→ **Your instructions**
Copy the passage on family decisions about feeding tubes, starting with "Then there are" and going on through "the social worker.", substituting "nurse" for "social worker".

** Exercise passage follows **

Relatives often need time to sift through intense feelings and to say a long goodbye. Last September the family of Jill Rudolph, 41, of Toledo, Ohio, voted 5 to 3 to remove her feeding tube. She had been in a persistent vegetative state since May, when she suffered multiple strokes. Her mother Joyce Moran voted against removal. Years ago, Moran's brother-in-law had needed six months to emerge from a coma; what if Rudolph needed that time too? The family compromised, agreeing not to take immediate action. But by November, Moran had gone through an intense period of prayer, research and discussion with the doctors and her priest. On Nov. 8, doctors removed Rudolph's feeding tube but kept her on morphine. She died on Dec. 4. "My priest advised me to do the loving thing," says Moran.

Such trials can sometimes bring families closer. Marianne Svanberg, 88, a Swede, suffered a massive stroke while visiting her granddaughter Kim Gagne in Santa Rosa, Calif., in January, setting off a bitter generational row between Svanberg's daughters and granddaughters about whether to put her on a feeding tube. At one point, recalls Gagne, 40, "my mother and I had a big blowup, right there in front of the doctor." The granddaughters prevailed, and a tube was inserted, but Svanberg's condition worsened. She died on Feb. 19, leaving a family that was mournful, says Gagne, but knit tighter and united in the belief that it was right to have given Svanberg a chance to recover. "Even the aunt who was hardest on me has become a friend," Gagne says.

Then there are cases like that of an Iowa social worker who had guardianship over her mother, who was in a persistent vegetative state following a reaction to iodine. After three years, the woman and her sister agreed to remove their mother's feeding tube, but they did not inform their aunts for fear the women would try to stop them. "To this day, they don't really talk to us," says the social worker.

The burdens on a family are significantly reduced when the patient has made decisions in advance--for instance, choosing a surrogate to act on his or her behalf by filling out a durable power of attorney for health care. A living will, also known as an advance directive, helps a proxy understand the patient's wishes--and "avoids the suspicion that a family is doing something for ulterior motives," notes Prager.

** End of Exercise passage **
** Provided material follows **

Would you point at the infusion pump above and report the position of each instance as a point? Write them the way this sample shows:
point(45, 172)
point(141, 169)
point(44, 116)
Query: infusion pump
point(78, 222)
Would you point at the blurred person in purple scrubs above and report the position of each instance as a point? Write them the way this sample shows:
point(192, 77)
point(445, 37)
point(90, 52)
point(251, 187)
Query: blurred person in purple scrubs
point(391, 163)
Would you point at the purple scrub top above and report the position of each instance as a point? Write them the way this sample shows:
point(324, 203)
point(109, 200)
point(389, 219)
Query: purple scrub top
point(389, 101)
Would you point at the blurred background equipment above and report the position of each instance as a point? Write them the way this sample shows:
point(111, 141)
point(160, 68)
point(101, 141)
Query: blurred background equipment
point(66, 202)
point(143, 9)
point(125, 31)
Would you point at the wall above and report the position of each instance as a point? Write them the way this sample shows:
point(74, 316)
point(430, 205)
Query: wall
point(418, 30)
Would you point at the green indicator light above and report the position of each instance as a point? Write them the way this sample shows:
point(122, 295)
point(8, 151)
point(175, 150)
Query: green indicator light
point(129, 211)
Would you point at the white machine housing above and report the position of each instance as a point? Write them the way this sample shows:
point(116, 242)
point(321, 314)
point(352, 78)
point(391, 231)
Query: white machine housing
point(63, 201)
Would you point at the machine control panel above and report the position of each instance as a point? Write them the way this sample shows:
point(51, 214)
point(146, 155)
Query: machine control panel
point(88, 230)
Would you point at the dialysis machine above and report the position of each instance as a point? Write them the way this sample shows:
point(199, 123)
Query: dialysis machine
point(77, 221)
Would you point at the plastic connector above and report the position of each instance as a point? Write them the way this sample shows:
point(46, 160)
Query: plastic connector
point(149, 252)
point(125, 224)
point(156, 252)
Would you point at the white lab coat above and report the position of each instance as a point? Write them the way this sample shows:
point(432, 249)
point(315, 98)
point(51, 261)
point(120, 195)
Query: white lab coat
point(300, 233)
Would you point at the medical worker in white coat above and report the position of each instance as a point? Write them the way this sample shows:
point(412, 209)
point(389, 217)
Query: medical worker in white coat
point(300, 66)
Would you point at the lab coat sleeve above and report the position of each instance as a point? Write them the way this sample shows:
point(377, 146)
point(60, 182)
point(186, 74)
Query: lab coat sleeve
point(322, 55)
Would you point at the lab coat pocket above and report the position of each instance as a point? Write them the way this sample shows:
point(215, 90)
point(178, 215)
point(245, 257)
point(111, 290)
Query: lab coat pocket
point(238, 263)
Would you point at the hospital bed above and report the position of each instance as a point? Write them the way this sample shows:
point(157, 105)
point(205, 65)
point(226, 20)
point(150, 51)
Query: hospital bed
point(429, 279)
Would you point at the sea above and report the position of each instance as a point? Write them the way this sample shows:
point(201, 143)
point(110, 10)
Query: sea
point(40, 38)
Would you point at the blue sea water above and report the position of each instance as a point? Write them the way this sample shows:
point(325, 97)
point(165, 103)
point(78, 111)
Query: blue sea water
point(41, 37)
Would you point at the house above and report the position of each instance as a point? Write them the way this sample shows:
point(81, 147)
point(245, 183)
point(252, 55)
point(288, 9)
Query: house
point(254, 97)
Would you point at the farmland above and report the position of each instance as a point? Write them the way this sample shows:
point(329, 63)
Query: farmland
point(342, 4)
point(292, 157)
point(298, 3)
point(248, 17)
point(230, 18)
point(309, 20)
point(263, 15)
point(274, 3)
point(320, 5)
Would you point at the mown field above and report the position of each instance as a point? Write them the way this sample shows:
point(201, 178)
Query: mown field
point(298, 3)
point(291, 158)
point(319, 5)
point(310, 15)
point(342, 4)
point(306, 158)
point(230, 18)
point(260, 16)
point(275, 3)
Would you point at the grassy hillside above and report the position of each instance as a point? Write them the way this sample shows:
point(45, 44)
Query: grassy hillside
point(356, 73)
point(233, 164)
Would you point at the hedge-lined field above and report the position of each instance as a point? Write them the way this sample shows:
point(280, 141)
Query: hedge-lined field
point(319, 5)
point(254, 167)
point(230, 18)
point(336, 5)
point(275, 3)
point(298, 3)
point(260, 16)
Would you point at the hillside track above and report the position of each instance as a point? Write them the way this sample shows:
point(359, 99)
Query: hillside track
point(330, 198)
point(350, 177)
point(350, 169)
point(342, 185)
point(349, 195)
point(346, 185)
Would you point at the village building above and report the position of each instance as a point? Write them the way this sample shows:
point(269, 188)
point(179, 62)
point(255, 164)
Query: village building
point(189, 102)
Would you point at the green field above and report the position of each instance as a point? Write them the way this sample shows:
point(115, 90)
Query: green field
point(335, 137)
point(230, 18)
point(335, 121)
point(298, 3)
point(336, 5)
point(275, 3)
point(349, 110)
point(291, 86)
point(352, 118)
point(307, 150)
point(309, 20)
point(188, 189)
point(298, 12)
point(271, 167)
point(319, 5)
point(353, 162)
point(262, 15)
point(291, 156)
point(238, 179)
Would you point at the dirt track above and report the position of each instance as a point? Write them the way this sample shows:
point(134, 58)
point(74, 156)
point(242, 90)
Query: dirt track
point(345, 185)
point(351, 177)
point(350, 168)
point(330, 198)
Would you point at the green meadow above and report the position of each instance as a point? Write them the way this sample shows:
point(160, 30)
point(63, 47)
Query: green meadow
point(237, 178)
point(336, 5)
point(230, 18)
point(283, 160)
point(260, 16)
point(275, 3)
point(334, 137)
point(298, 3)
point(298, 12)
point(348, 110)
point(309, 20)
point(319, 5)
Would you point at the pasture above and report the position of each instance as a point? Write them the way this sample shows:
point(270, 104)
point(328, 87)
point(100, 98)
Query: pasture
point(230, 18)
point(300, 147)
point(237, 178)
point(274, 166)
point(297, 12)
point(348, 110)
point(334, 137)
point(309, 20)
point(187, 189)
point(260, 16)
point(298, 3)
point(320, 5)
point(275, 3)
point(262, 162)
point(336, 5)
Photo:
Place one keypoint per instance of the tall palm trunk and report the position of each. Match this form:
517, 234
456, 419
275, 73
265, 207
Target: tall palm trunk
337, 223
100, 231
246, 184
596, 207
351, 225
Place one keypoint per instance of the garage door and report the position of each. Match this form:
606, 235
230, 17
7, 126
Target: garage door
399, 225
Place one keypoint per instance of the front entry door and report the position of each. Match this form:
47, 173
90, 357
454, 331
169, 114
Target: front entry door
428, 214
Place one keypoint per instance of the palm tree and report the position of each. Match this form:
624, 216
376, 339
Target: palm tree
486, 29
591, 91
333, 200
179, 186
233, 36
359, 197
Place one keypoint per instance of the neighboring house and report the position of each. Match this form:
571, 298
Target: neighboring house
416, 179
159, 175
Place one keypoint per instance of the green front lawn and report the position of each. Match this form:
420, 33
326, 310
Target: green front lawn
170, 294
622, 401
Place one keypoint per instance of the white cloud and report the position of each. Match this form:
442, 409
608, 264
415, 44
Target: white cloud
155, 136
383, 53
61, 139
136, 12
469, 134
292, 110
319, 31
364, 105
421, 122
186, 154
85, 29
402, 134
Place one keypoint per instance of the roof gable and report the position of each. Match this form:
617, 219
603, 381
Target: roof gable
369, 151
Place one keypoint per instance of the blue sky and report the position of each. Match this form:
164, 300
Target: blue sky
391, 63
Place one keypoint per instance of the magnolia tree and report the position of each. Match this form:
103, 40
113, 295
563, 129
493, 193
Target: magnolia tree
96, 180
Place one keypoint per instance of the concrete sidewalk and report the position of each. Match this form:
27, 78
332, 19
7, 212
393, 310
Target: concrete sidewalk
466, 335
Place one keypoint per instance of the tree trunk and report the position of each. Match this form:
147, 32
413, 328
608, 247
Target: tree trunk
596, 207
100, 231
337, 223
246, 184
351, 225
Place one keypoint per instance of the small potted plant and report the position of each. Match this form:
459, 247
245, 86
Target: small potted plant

** End of Provided material **

→ **Task solution**
Then there are cases like that of an Iowa nurse who had guardianship over her mother, who was in a persistent vegetative state following a reaction to iodine. After three years, the woman and her sister agreed to remove their mother's feeding tube, but they did not inform their aunts for fear the women would try to stop them. "To this day, they don't really talk to us," says the nurse.